[Data for processing]:
----
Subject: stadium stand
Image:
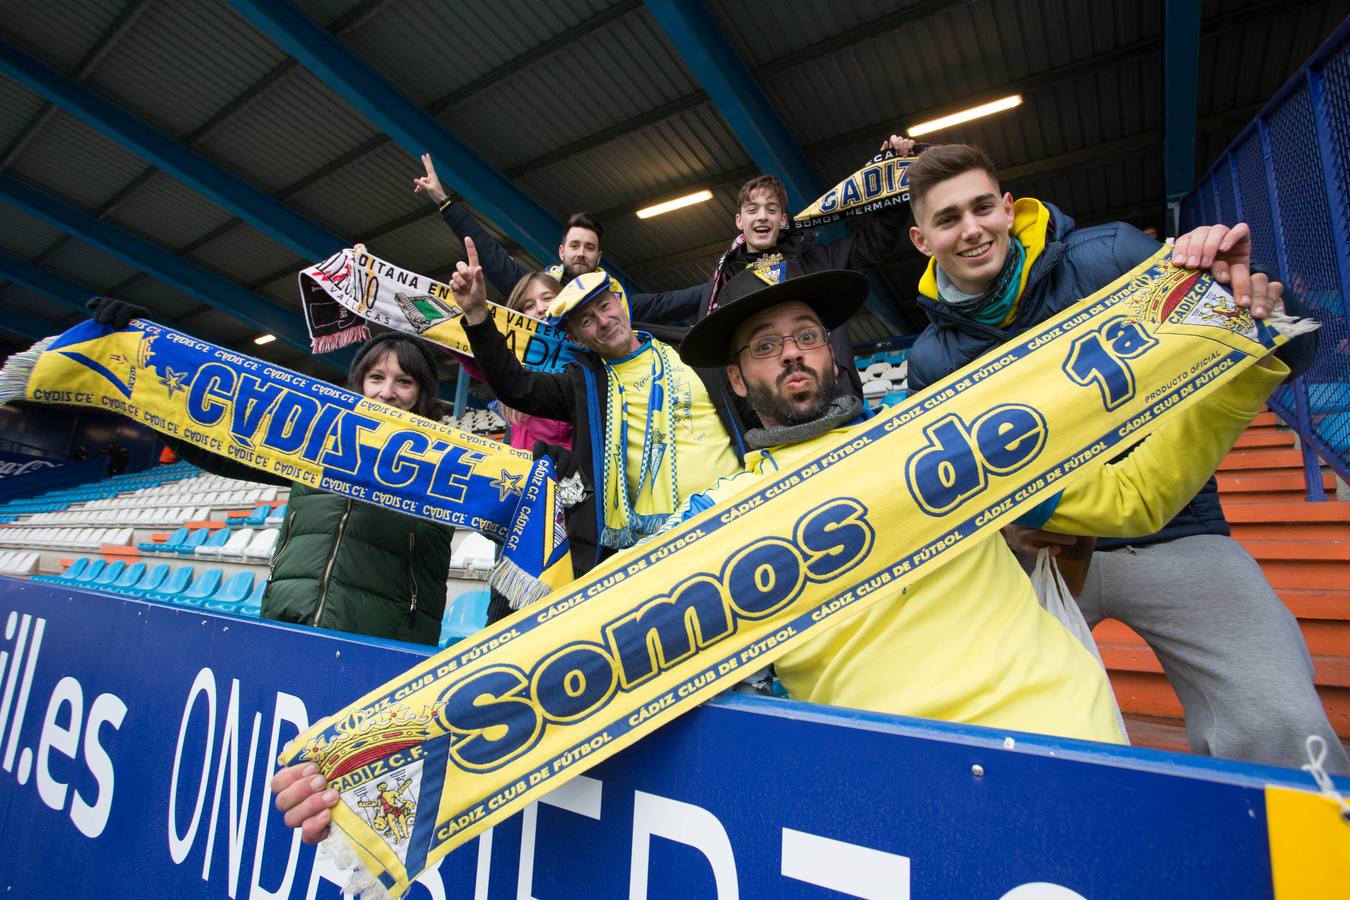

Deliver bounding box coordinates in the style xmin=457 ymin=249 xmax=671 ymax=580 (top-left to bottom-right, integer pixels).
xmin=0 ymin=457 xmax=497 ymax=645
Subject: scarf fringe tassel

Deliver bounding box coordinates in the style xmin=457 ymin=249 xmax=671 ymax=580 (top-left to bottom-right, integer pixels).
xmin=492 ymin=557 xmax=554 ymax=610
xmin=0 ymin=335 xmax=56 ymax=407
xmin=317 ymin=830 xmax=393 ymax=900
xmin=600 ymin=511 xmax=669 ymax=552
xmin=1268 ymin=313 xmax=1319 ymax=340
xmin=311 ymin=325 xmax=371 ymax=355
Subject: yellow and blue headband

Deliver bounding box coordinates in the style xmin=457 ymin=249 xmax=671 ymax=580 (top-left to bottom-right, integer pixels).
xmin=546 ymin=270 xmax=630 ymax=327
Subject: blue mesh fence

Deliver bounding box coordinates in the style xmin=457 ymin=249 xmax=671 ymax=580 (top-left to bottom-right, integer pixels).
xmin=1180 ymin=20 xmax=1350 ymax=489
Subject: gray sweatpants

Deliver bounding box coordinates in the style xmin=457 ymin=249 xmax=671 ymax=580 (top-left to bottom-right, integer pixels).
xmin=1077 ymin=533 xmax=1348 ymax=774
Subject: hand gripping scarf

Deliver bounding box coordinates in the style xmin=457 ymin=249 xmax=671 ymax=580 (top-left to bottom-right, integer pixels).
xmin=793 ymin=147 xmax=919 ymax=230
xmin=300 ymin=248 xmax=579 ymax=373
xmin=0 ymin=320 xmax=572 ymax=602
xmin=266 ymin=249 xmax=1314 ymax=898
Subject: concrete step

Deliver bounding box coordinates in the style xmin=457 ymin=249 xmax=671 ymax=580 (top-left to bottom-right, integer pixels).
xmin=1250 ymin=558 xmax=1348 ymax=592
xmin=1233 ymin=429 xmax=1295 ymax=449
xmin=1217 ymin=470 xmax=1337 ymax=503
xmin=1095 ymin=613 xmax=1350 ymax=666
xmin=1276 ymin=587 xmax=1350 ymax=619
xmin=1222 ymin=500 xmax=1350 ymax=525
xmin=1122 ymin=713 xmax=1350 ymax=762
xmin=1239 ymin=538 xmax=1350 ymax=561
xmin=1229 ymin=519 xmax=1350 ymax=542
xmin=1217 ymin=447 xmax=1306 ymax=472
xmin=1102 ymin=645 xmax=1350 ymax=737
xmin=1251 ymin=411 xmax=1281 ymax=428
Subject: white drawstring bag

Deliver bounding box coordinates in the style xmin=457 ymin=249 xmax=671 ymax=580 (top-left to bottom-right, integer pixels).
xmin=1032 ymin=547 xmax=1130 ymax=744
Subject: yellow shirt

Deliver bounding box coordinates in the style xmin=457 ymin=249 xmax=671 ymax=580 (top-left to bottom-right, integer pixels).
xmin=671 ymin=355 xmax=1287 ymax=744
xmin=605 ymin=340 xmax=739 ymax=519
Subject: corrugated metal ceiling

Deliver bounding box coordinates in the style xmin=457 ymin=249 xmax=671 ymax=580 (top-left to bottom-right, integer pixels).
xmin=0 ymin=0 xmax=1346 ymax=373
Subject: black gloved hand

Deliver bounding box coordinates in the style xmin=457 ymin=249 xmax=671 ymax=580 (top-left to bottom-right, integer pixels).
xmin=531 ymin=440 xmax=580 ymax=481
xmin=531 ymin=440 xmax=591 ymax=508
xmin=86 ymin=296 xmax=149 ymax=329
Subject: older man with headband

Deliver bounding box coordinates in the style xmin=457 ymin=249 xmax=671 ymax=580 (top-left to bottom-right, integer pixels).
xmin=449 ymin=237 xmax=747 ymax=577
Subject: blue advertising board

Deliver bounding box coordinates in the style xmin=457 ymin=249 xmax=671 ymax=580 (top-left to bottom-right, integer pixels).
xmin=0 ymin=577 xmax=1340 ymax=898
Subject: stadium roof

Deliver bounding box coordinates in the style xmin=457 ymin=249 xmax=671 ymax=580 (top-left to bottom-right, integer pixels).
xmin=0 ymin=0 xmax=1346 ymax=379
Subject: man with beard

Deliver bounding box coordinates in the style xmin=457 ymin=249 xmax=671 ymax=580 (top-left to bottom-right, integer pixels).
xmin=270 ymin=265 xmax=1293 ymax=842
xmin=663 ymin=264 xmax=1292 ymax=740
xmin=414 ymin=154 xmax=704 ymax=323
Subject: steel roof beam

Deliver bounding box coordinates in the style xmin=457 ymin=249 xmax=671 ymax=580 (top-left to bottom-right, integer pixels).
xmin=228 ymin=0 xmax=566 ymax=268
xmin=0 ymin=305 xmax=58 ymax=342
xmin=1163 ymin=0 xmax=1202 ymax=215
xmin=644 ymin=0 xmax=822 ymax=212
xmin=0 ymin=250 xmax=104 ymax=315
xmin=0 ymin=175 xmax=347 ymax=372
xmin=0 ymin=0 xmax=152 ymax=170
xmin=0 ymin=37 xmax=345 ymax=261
----
[Task item]: Print each record exactly as it stands, leaving the images out.

[Answer section]:
Subject: stadium stand
Image:

Deliver bounding box coordinates in the style xmin=457 ymin=249 xmax=671 ymax=580 (top-left to bottom-right, integer pixels).
xmin=0 ymin=457 xmax=497 ymax=645
Subject: scarf fringe tassel

Deliver bounding box coordinates in the style xmin=457 ymin=249 xmax=671 ymax=580 (top-left to bottom-right, integer pixels).
xmin=492 ymin=557 xmax=554 ymax=610
xmin=0 ymin=335 xmax=56 ymax=407
xmin=317 ymin=830 xmax=393 ymax=900
xmin=600 ymin=511 xmax=669 ymax=552
xmin=1268 ymin=313 xmax=1319 ymax=340
xmin=311 ymin=325 xmax=371 ymax=355
Subject: yellow and blue headband

Deliver bounding box coordinates in the style xmin=457 ymin=249 xmax=671 ymax=580 (top-left to bottom-right, integer pixels).
xmin=546 ymin=270 xmax=630 ymax=327
Subject: blue mesh fence

Deliver bounding box coordinates in the style xmin=457 ymin=249 xmax=671 ymax=580 (top-left to bottom-right, integer pixels).
xmin=1180 ymin=20 xmax=1350 ymax=489
Subject: gray sweatpants

Deliver bounding box coordinates in the style xmin=457 ymin=249 xmax=671 ymax=580 (top-left to bottom-right, integer pixels).
xmin=1077 ymin=533 xmax=1348 ymax=774
Subject: hand gripping scarf

Deliver bounding box coordinates in the style xmin=457 ymin=249 xmax=671 ymax=580 (top-left to bottom-right, integer pixels).
xmin=793 ymin=147 xmax=919 ymax=230
xmin=300 ymin=248 xmax=579 ymax=373
xmin=0 ymin=320 xmax=572 ymax=602
xmin=266 ymin=249 xmax=1314 ymax=898
Subject: concrete step

Deliver bounding box coordinates in the style xmin=457 ymin=249 xmax=671 ymax=580 (top-left to bottom-right, integer pixels).
xmin=1250 ymin=558 xmax=1348 ymax=592
xmin=1233 ymin=429 xmax=1295 ymax=449
xmin=1217 ymin=470 xmax=1337 ymax=503
xmin=1095 ymin=613 xmax=1350 ymax=666
xmin=1276 ymin=587 xmax=1350 ymax=619
xmin=1222 ymin=500 xmax=1350 ymax=525
xmin=1122 ymin=713 xmax=1350 ymax=762
xmin=1239 ymin=538 xmax=1350 ymax=561
xmin=1229 ymin=519 xmax=1350 ymax=542
xmin=1217 ymin=447 xmax=1306 ymax=472
xmin=1102 ymin=645 xmax=1350 ymax=737
xmin=1251 ymin=411 xmax=1281 ymax=428
Subject: white drawstring bag

Deliver bounding box coordinates in the style xmin=457 ymin=249 xmax=671 ymax=580 (top-left to bottom-right, integer pixels).
xmin=1032 ymin=547 xmax=1130 ymax=744
Subject: yellow shirt

Deliver bounding box coordinates in the style xmin=457 ymin=249 xmax=671 ymax=580 (top-left to bottom-right, integer pixels).
xmin=671 ymin=355 xmax=1287 ymax=744
xmin=605 ymin=340 xmax=739 ymax=519
Subject: corrugated metal ceiling

Deliver bounding box coordinates in the style xmin=457 ymin=249 xmax=671 ymax=580 (top-left to bottom-right, integer pixels).
xmin=0 ymin=0 xmax=1346 ymax=373
Subject: black gloved hand

Deliver bounding box coordinates in the style xmin=457 ymin=249 xmax=671 ymax=580 (top-left to bottom-right, integer pixels).
xmin=531 ymin=440 xmax=580 ymax=481
xmin=531 ymin=440 xmax=591 ymax=508
xmin=86 ymin=296 xmax=149 ymax=329
Subject: older man with headband

Deliver bounding box coordinates in the style xmin=457 ymin=249 xmax=671 ymax=580 (top-left to bottom-right, integer pixels).
xmin=449 ymin=237 xmax=747 ymax=577
Subject: blue advertising board

Deliver bounding box coordinates in the style xmin=457 ymin=249 xmax=671 ymax=580 (top-left to bottom-right, integer pixels).
xmin=0 ymin=577 xmax=1340 ymax=898
Subject: stadium roof

Deliver bounding box coordinates in the style xmin=457 ymin=249 xmax=671 ymax=580 (top-left to bottom-right, integer pixels).
xmin=0 ymin=0 xmax=1346 ymax=379
Subject: man with beard

Deliver bounding box coordinates in the style xmin=457 ymin=249 xmax=671 ymax=580 (top-left to bottom-right, integer pixels).
xmin=270 ymin=265 xmax=1293 ymax=842
xmin=663 ymin=264 xmax=1292 ymax=740
xmin=414 ymin=154 xmax=704 ymax=323
Subject: steel roof beam

Deliver bounding box coordinates in the style xmin=457 ymin=249 xmax=671 ymax=580 (top-left to bottom-right, integer pixels).
xmin=228 ymin=0 xmax=566 ymax=268
xmin=0 ymin=305 xmax=58 ymax=342
xmin=1163 ymin=0 xmax=1202 ymax=215
xmin=644 ymin=0 xmax=822 ymax=212
xmin=0 ymin=250 xmax=104 ymax=315
xmin=0 ymin=175 xmax=347 ymax=372
xmin=0 ymin=0 xmax=152 ymax=170
xmin=0 ymin=37 xmax=345 ymax=261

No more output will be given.